TRECHO DO TEXTO ->
============================================================
Chico Anísio e seu personagem Justo Veríssimo (Reprodução do Diário Popular-MG)

Chico Anísio e seu personagem Justo Veríssimo (Reprodução do Diário Popular-MG)

É muito difícil encontrar alguém que não goste de um bom humor.

Particularmente, sendo bom, não dispenso uma boa piada, especialmente as sarcásticas e de humor ácido.

A despeito da inteligência artificial estar no ápice das discussões em todos os seguimentos, em especial na produção intelectual e científica, que são as áreas formadoras da sociedade moderna, o que mais preocupa o cidadão comum é se, num futuro muito próximo, o que Karl Marx denominou de classe trabalhadora, ou seja, aqueles que vendem a sua força de trabalho em troca de uma contraprestação para sobreviver, terão seu emprego ou atividade econômica garantidos quando a inteligência artificial se estabelecer como ferramenta autônoma.

Estamos vivendo uma nova corrida espacial, tal qual se deu na década de 1960, quando os Estados Unidos e a União Soviética, travavam uma guerra tecnológica para enviar o homem ao espaço e estabelecer novas fronteiras.

Muitas tecnologias desenvolvidas durante a corrida espacial hoje são utilizadas pelo cidadão comum sem nem mesmo supor a sua origem, e que trouxeram avanços práticos como, por exemplo, o revestimento teflon, que impede que o ovo grude na panela ao ser preparado no café da manhã, ou o GPS que você usa no carro.

Claro que ao falarmos de uma tecnologia tão mais complexa e tão mais impactante para economia de um modo geral, pois é possível que impacte sobremaneira o mercado de trabalho, penso que a inteligência artificial, inevitavelmente, terá o mesmo desfecho.

Entretanto, segundo dizem os especialistas, há dois aspectos cuja inteligência artificial encontra óbice: os sentimentos e a criatividade.

Embora possa ser treinada para ter emoções, o que a inteligência artificial faz é, basicamente, pensamento analítico, o que fará com que o conhecimento seja transformando numa commodity como é o café, arroz, soja ou ferro.
============================================================
LINHAS FORNECIDAS ->
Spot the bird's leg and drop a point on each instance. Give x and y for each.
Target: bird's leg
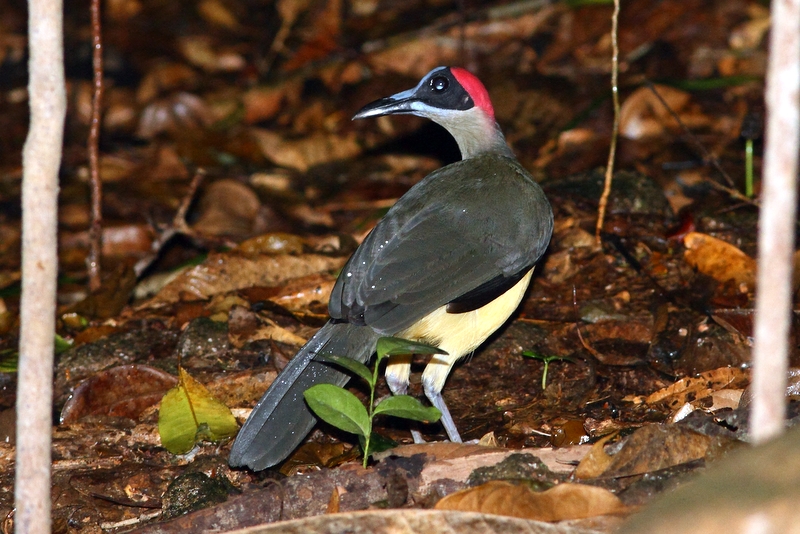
(397, 372)
(433, 379)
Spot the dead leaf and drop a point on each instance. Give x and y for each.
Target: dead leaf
(564, 501)
(217, 13)
(163, 78)
(122, 391)
(175, 114)
(231, 271)
(203, 52)
(409, 520)
(262, 103)
(655, 447)
(643, 116)
(597, 461)
(227, 208)
(693, 389)
(305, 153)
(272, 243)
(720, 260)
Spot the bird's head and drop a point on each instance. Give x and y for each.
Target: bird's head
(453, 98)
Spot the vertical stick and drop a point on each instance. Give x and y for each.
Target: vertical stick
(41, 159)
(612, 150)
(96, 229)
(776, 223)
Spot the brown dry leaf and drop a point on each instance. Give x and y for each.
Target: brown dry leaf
(123, 391)
(307, 152)
(597, 461)
(692, 389)
(174, 114)
(456, 461)
(217, 13)
(272, 243)
(262, 103)
(166, 164)
(227, 208)
(299, 293)
(322, 34)
(562, 502)
(408, 521)
(725, 398)
(755, 489)
(221, 273)
(720, 260)
(273, 332)
(749, 35)
(655, 447)
(242, 388)
(121, 10)
(643, 116)
(313, 455)
(201, 51)
(164, 77)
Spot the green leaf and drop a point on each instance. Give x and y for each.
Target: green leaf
(379, 443)
(407, 407)
(62, 345)
(351, 365)
(390, 346)
(189, 413)
(9, 360)
(338, 407)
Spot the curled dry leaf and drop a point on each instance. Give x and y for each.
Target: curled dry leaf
(272, 243)
(597, 461)
(231, 271)
(693, 389)
(262, 103)
(163, 78)
(218, 14)
(720, 260)
(122, 391)
(305, 153)
(564, 501)
(227, 208)
(175, 114)
(655, 447)
(643, 116)
(201, 51)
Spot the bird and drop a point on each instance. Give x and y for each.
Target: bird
(447, 265)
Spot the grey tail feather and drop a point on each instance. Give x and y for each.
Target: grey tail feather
(282, 419)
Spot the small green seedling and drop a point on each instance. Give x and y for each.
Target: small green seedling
(546, 360)
(340, 408)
============================================================
LISTA DE TAREFAS ->
a – Enumere os produtos que o texto sobre inteligência artificial menciona como exemplos de commodity.
b – Reescreva o trecho do texto sobre inteligência artificial entre "Particularmente, sendo bom, não" e "estabelecer novas fronteiras.", inclusive, trocando "corrida espacial" por "disputa espacial".

RESPOSTAS ESPERADAS ->
a – Café, arroz, soja e ferro.

b –
Particularmente, sendo bom, não dispenso uma boa piada, especialmente as sarcásticas e de humor ácido.

A despeito da inteligência artificial estar no ápice das discussões em todos os seguimentos, em especial na produção intelectual e científica, que são as áreas formadoras da sociedade moderna, o que mais preocupa o cidadão comum é se, num futuro muito próximo, o que Karl Marx denominou de classe trabalhadora, ou seja, aqueles que vendem a sua força de trabalho em troca de uma contraprestação para sobreviver, terão seu emprego ou atividade econômica garantidos quando a inteligência artificial se estabelecer como ferramenta autônoma.

Estamos vivendo uma nova disputa espacial, tal qual se deu na década de 1960, quando os Estados Unidos e a União Soviética, travavam uma guerra tecnológica para enviar o homem ao espaço e estabelecer novas fronteiras.